> Text provided

-=-=-=-=-

Sirui Sniper 23mm F1.2 Image Gallery
December 8th, 2023
It is always interesting to see new lensmakers entering the market. My only previous Sirui review was actually of a tripod, not a lens, but Sirui has started to develop lenses as well. They started with cine (video) lenses (all manual – no autofocus or electronics), but today we will be examining one of their first autofocus lenses. Their first autofocus lenses are called the “Sniper” series, and I’ve done an overview of the series here. The Sniper Series is made up of 3 APS-C specific lenses – a 23mm F1.2, 33mm F1.2, and 56mm F1.2 lens. These can be purchased individually for $349 USD each (though in the first month a 15% discount will drop the price to $299 USD per lens) or as a set for $999 USD that comes in a custom designed case. These lenses will be available in Fuji X-mount (reviewed here), Sony E-mount, and Nikon Z mount configurations, though in all mounts they are designed to cover the APS-C and not the full frame image circle. Today’s review focuses on the Sirui Sniper 23mm F1.2 AF lens, and will be followed by individual reviews of the 33mm and 56mm F1.2 lenses. Find out by watching my video review below or reading my text review.
Thanks to Sirui for sending me a set of review samples of the lenses. As always, this is a completely independent review. All opinions and conclusions are my own. I’m doing this review on a 40MP Fujifilm X-H2 camera.

-=-=-=-=-

> Data excerpt
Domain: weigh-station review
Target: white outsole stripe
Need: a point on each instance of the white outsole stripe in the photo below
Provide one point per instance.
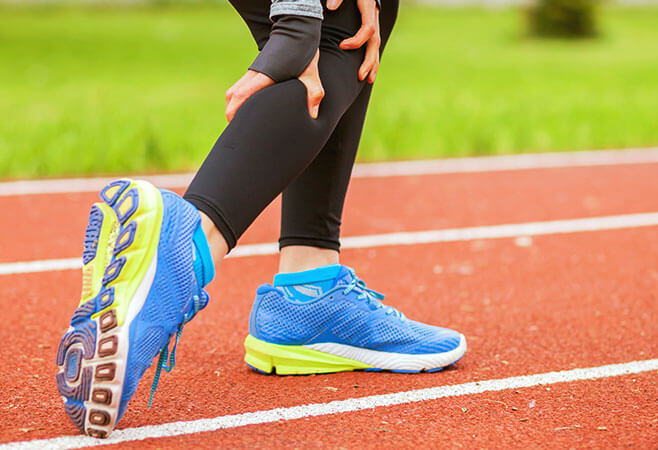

-=-=-=-=-

> What you need to do
[1] According to the Sirui Sniper 23mm review, what camera was used for the review?
[2] Carry the Sirui Sniper 23mm review on from its last sentence.

> Outputs by task
[1] A 40MP Fujifilm X-H2 camera.

[2]
I’m doing this review on Fuji X-mount today, as that is what Sirui had available to send me. In many ways this is jumping right into the fire, as there is no platform more optically demanding than the 40MP sensor on my Fujifilm X-H2. This is the equivalent of over 90MP on full frame, a resolution point that is currently 30+MP higher than what is even available on full frame. That creates an extremely demanding optical test that will push this new series to the limits. Is this 23mm F1.2 Sniper lens up to the challenge? The answer, as we’ll see, is somewhat complicated. One thing is certain, however, and that is that you can create beautiful images with this lens.
23mm is actually a fairly popular focal length on APS-C, as once you apply the 1.5x crop factor of the camera you mount it on (whether Fuji, Sony, or Nikon), you have a full frame equivalent focal length of 35mm. That’s one of the staples for photographers, as it gives a moderately wide angle of view without any extreme stretching of the subject. What’s different here is that rather than having a maximum aperture of F1.4 like competing lenses, the Sniper 23mm pushes the envelop to F1.2, which is about a half stop faster/brighter than F1.4. In my quick illustrative test, my X-H2 metered at 1/90th second at F1.2, but 1/60th of a second at F1.4 with the Sniper 23mm F1.2 mounted. That’s an obvious advantage for the F1.2 in two ways: 1) when shooting in low light conditions – that large aperture can suck in more light 2) the depth of field will shallower at F1.2 than F1.4, allowing for larger, softer bokeh highlights and a more blurred out background.
The Sniper series ambitiously will come in three different finish styles: a black/grey finish with carbon fiber accents (the lenses I’m testing come in this finish), a white finish, and a silver finish. Each is available for the three different mounts that lens is sold for.
We’ll explore the design more thoroughly in the next section, but I want to congratulate Sirui on forging their own design philosophy. These lenses don’t really look like anything else I’ve tested, but the design works and the lenses in person look quite premium. So, does bright F1.2 autofocusing lenses for a reasonable price sound interesting? We’ll explore that in this series of reviews. Here’s a quick link to the individual reviews of each lens:
If you want my thoughts on the series in general, you can either read my text review here or watch this video. The galleries of images of and from the lens will follow below.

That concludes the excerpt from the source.